--- BEGIN DATA ENTRIES ---

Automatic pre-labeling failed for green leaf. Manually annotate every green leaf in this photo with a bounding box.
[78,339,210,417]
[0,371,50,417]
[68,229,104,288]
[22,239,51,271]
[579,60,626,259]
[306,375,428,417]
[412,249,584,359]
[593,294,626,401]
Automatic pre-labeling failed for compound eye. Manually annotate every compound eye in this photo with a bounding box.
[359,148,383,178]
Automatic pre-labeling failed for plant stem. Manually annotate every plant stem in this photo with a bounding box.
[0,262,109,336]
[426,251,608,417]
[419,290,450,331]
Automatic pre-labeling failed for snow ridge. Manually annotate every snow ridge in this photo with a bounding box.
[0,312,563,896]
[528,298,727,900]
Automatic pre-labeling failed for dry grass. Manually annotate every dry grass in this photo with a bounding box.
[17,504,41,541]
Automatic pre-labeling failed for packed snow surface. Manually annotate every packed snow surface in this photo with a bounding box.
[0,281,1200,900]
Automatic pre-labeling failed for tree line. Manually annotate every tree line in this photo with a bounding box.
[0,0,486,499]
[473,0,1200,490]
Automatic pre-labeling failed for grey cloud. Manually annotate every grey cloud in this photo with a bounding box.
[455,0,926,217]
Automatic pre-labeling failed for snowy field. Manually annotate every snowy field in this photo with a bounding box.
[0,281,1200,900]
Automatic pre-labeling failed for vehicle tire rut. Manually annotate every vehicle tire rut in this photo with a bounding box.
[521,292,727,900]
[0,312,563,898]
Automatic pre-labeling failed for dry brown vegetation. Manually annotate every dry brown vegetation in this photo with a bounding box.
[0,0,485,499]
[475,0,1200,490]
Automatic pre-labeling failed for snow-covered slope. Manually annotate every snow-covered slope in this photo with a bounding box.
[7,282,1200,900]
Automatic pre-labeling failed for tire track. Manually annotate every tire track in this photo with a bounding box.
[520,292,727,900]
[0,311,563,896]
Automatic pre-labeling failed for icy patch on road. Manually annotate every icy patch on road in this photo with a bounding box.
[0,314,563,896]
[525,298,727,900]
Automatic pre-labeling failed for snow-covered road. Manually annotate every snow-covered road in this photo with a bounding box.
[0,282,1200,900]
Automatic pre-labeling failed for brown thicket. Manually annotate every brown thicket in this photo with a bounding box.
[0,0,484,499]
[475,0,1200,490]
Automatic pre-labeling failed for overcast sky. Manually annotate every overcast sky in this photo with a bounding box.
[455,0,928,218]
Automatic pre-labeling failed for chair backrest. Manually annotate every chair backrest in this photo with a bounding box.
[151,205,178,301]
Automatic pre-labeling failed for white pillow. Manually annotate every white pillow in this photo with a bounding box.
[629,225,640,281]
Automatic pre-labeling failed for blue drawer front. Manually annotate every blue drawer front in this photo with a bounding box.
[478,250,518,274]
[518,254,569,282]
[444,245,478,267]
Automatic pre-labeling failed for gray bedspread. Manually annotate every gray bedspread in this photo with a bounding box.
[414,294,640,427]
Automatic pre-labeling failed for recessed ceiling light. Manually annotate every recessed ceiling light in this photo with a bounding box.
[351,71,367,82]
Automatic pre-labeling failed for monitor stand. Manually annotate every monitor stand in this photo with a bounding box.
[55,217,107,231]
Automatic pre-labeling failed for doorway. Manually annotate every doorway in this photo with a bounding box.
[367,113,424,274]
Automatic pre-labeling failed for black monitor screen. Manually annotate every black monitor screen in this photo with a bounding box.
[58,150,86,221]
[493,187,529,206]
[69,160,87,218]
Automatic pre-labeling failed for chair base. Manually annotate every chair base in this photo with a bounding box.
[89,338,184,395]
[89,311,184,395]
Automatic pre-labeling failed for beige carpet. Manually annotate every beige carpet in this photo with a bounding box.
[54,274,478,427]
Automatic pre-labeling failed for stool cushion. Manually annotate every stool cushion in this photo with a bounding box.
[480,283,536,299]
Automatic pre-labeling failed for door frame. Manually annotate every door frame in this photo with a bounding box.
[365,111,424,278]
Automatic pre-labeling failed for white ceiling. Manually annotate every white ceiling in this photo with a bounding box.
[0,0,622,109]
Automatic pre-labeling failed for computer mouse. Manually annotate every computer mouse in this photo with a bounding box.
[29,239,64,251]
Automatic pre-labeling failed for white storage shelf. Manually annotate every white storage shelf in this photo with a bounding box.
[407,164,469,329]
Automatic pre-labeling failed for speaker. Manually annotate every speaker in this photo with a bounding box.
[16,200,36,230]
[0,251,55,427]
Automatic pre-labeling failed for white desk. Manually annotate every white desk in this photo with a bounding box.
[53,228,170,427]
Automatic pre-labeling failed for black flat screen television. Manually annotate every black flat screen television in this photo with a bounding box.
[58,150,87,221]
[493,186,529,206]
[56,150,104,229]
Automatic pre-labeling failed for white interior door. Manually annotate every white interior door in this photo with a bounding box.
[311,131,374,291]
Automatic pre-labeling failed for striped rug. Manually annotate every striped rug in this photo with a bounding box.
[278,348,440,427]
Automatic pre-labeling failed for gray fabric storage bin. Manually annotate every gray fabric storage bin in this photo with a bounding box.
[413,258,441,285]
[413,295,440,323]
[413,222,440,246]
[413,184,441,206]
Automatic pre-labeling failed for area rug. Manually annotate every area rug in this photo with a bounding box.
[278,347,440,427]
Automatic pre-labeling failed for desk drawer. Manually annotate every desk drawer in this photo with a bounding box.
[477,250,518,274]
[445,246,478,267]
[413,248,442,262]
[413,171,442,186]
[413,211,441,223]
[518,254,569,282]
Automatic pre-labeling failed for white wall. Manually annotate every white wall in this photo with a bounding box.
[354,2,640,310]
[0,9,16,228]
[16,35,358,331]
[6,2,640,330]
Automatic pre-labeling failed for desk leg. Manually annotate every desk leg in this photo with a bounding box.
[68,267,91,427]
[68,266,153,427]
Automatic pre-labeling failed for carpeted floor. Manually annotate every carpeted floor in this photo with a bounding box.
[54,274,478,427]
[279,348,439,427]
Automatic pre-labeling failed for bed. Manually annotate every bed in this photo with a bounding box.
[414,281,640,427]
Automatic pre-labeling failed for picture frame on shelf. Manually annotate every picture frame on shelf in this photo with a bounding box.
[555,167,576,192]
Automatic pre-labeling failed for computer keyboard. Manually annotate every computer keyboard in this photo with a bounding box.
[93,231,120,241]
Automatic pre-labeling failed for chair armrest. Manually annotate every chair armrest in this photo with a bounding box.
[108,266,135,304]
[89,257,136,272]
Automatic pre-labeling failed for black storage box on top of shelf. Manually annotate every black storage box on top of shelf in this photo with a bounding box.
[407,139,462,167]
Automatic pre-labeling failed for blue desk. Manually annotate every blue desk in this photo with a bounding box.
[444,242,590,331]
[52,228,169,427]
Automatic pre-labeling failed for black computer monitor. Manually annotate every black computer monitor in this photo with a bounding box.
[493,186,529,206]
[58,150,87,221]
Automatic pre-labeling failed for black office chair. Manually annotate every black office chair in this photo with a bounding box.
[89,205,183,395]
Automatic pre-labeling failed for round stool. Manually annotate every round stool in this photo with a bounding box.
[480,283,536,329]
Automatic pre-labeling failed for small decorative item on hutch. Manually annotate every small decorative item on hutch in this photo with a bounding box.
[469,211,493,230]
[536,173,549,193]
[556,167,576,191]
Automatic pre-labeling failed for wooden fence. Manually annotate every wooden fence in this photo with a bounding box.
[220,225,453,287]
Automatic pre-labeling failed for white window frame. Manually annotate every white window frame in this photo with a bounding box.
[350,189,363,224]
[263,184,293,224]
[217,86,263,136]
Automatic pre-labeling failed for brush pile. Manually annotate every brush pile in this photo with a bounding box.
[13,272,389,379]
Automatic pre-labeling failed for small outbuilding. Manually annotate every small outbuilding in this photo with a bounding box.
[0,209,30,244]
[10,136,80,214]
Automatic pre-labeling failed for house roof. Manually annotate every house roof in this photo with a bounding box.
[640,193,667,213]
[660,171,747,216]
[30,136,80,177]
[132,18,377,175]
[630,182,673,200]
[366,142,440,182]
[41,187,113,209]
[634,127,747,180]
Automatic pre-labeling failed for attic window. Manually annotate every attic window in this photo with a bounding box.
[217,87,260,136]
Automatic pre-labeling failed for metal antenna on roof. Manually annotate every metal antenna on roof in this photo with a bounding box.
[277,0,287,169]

--- END DATA ENTRIES ---

* AIM OF THE EXERCISE
Reproduce verbatim the lines of the records above, beginning with the line that contains "Automatic pre-labeling failed for white pillow." and ending with the line that contains "[414,294,640,427]", both lines included.

* RESPONSE TO THE TASK
Automatic pre-labeling failed for white pillow. Manually annotate every white pillow in this photo with a bounding box.
[629,225,640,281]
Automatic pre-labeling failed for blue drawer front. Manually annotate every blue drawer front in this photo with a bounding box.
[478,250,518,274]
[518,254,569,282]
[444,245,478,267]
Automatic pre-labeling failed for gray bedspread. Manually annotate every gray bedspread in this photo with a bounding box.
[414,294,640,427]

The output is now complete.